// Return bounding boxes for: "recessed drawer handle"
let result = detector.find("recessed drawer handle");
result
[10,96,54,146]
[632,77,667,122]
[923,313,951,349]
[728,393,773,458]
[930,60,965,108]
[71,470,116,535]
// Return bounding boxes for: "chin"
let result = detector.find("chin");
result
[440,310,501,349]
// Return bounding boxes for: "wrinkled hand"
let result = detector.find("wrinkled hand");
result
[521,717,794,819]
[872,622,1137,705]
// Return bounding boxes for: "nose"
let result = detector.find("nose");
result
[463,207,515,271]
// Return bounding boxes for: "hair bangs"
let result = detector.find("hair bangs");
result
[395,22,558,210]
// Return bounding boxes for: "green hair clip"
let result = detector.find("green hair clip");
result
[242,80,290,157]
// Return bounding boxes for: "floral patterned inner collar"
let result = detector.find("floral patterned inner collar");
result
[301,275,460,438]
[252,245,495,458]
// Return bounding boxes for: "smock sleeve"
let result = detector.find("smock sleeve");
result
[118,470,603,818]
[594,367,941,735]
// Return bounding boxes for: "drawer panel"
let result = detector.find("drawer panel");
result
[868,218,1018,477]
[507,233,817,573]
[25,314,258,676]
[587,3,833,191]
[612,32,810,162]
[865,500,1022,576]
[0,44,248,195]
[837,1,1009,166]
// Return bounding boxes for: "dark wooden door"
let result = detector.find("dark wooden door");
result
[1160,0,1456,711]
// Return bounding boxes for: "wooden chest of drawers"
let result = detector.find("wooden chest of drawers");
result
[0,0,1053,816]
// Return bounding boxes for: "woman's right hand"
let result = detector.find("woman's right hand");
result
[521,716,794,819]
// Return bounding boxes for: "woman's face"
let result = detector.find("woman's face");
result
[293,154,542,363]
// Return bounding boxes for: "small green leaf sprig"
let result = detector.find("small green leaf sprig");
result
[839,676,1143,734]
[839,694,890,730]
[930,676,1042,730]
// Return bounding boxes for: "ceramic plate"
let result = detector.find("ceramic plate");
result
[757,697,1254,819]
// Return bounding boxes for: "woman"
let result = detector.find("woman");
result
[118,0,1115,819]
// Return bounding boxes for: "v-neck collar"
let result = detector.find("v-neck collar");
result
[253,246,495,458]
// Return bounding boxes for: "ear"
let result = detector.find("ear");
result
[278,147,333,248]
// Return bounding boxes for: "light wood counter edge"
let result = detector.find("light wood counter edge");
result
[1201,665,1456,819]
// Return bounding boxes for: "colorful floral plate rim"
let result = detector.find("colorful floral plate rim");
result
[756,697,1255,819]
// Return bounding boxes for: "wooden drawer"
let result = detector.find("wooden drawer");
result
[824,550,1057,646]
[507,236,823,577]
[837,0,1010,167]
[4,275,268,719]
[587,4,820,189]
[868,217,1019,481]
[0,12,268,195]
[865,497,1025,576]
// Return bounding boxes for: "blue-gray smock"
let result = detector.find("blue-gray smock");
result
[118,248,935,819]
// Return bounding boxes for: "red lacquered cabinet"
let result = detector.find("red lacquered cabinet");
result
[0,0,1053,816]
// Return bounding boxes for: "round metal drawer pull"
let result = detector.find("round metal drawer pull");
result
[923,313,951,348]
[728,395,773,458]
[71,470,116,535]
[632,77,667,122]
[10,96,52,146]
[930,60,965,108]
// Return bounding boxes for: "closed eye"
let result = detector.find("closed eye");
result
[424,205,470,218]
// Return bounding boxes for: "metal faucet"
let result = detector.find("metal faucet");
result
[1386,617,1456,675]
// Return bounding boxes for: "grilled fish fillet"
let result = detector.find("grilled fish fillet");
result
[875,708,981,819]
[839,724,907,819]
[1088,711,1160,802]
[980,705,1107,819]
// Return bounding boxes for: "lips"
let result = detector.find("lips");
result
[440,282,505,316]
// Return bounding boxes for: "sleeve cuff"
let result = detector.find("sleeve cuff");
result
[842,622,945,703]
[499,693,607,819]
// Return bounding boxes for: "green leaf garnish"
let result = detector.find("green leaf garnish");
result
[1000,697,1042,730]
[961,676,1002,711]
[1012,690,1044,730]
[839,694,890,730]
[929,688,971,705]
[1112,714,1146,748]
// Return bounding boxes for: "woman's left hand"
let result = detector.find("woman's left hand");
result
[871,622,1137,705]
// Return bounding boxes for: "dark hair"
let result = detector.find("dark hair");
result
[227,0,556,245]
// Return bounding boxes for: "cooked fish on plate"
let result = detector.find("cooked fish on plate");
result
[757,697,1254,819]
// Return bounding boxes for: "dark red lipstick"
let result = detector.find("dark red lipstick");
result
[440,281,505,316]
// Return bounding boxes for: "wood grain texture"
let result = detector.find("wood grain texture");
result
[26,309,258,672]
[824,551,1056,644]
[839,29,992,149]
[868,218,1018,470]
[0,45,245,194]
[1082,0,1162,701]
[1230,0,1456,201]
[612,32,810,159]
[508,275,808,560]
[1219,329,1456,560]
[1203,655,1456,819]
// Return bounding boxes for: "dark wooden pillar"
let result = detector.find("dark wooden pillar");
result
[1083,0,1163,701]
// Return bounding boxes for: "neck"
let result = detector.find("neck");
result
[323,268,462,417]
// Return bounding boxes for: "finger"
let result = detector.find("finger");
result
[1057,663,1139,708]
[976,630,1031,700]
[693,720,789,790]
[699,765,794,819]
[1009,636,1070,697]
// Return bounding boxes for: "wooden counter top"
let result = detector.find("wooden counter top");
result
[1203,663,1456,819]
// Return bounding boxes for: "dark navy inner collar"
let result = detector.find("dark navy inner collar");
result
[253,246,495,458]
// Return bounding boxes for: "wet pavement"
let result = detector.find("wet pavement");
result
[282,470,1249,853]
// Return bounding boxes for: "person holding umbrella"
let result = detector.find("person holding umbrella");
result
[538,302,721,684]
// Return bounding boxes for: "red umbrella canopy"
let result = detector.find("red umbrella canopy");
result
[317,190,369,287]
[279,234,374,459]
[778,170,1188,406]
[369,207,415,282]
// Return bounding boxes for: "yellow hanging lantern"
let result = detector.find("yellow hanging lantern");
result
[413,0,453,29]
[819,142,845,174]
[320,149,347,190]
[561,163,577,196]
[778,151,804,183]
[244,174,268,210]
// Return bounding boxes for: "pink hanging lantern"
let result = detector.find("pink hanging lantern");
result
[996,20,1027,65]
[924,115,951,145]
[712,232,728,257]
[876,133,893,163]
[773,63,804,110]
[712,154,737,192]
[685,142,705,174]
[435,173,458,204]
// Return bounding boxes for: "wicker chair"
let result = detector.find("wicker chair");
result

□ □ □ □ □ □ □

Rewrite every line of the items above, from their first line through the line containing "[594,367,941,735]", both ends included. Multiply each bounding-box coordinate in the answers by 1.05 and round it to a whole number, with halves rounded up, leaving all other lines unchanged.

TASK OUTPUT:
// Return bounding boxes for: "recessed drawer handle"
let result = detector.find("recessed drawer handle");
result
[11,101,57,153]
[664,81,700,128]
[969,329,999,366]
[764,413,812,481]
[977,63,1013,113]
[75,494,122,562]
// Return bounding boxes for: "chin"
let result = detector.find("chin");
result
[462,326,526,366]
// Return bounding boxes for: "wrinkled hand"
let result = detector.find("wrinkled hand");
result
[547,753,834,860]
[916,653,1194,740]
// Return bounding boxes for: "nose"
let result = detector.find("nose");
result
[486,217,541,285]
// Return bounding boxes for: "hair bangs"
let result = detector.find("hair bangs");
result
[415,23,586,221]
// Return bounding boxes for: "green hair clip"
let result = detector.find("green hair clip");
result
[254,84,305,165]
// Return bounding boxes for: "floral patterned inner collar"
let result = detector.find("floral patterned inner collar");
result
[316,289,483,460]
[265,257,520,481]
// Return bounding boxes for: "smock sleeve"
let result = detector.find("smock sleeve");
result
[124,494,633,859]
[624,385,988,772]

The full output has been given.